● Objetivo de la tarea:
Por favor, reproduce de forma literal el fragmento del texto sobre la residencia La Moncloa que comienza con las palabras que contienen "Los estudiantes que" y termina con "profesional y social.".

La Moncloa será el nombre de la primera residencia de estudiantes de grandes dimensiones, sin perder por eso el ambiente de hogar que el Padre quiso darles desde el primer momento. Allí se vive una vida en familia, donde se aprende a convivir, a comprender, a querer a los demás, siempre con alegría y buen humor, rasgos característicos del espíritu de la Obra. No hay, por otra parte, limitaciones de tipo confesional, pues la residencia está abierta a todos, incluso a los no católicos. A los miembros de la Obra les brinda grandes posibilidades apostólicas, facilitándoles el trato personal, ese apostolado de amistad y confidencia tan propio de su espíritu. Además, la residencia ofrece a otras muchas personas un lugar de encuentro, donde palpan la fraternidad cristiana y tienen oportunidad de formarse mejor. Muchos estudiantes -unos residentes y otros que no viven allí, pero participan de los medios de formación que se ofrecen- recibirán la llamada a la santidad en su propio estado, sin salirse del mundo, en aquella residencia. Algunos, también, gracias al ambiente de La Moncloa, descubrirán una vocación de otra naturaleza -sacerdotal o religiosa- porque, al levantar la temperatura espiritual, cada alma muestra lo que da de sí y descubre su propio camino.

Los estudiantes que pasan por allí, cuando se encuentren más tarde en todas las encrucijadas del mundo, sabrán que deben santificarse allí donde estén y santificar sus tareas con su conducta cristiana, hayan recibido o no la vocación específica al Opus Dei. Tanto más en cuanto que la espiritualidad que han asimilado es esencialmente secular, apta para ser vivida por todos y cada uno en su propio ambiente: siendo estudiantes, en la Universidad, y luego en la vida familiar, profesional y social.

● Información proporcionada:

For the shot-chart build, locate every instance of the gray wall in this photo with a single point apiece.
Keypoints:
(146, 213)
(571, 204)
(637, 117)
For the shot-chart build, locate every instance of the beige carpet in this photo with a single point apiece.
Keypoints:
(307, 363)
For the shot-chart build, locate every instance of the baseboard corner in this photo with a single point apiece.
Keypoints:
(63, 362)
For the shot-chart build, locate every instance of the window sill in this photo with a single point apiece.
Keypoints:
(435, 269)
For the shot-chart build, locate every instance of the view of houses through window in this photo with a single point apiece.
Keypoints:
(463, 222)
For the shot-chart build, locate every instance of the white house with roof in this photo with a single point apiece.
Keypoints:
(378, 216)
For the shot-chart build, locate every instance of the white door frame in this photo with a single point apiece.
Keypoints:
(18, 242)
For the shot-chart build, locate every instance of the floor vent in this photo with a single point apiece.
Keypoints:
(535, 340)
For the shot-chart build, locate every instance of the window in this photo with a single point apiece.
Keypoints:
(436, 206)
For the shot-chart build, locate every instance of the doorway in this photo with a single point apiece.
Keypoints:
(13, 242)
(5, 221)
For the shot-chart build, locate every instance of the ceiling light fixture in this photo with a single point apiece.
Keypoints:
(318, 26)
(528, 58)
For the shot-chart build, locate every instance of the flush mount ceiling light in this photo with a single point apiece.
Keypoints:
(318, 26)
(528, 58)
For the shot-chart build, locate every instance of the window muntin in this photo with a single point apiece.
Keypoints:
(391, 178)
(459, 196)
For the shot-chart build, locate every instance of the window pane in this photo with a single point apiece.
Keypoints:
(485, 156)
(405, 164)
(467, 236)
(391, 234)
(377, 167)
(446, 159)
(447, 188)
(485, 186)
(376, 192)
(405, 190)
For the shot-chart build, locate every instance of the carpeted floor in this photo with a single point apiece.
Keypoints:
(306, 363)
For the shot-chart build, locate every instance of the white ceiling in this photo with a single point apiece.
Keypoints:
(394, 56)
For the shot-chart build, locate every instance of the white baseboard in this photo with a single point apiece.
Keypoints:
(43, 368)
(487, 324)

● Respuesta del ejercicio:
Los estudiantes que pasan por allí, cuando se encuentren más tarde en todas las encrucijadas del mundo, sabrán que deben santificarse allí donde estén y santificar sus tareas con su conducta cristiana, hayan recibido o no la vocación específica al Opus Dei. Tanto más en cuanto que la espiritualidad que han asimilado es esencialmente secular, apta para ser vivida por todos y cada uno en su propio ambiente: siendo estudiantes, en la Universidad, y luego en la vida familiar, profesional y social.